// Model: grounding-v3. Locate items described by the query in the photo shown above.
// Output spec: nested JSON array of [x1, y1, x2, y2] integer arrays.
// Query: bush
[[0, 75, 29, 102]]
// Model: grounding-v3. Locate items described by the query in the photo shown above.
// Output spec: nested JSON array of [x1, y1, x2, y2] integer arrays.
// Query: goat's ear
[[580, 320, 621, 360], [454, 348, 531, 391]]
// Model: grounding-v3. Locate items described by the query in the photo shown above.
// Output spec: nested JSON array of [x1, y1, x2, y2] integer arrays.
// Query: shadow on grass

Prompt:
Reproduce all of the data above, substituting "Format" for every occurrence of "Output spec" and leaving everything else unchanged.

Response for this exercise:
// Model: grounding-v3. Locate items described by the query in the photo shown above.
// Format: nested JSON array of [x1, y1, x2, y2] integer arrays.
// Query: bush
[[0, 75, 29, 102]]
// Model: grounding-v3. Locate items described by the query in the photo shown above.
// Format: nested JSON array of [x1, y1, x2, y2] integer arrays.
// Query: goat's ear
[[580, 320, 621, 360], [454, 348, 531, 391]]
// Model: grounding-v3. Locate items described by the query in the photo shown above.
// Format: nested JSON array of [x1, y1, x2, y2] integer arrays.
// Query: shadow on grass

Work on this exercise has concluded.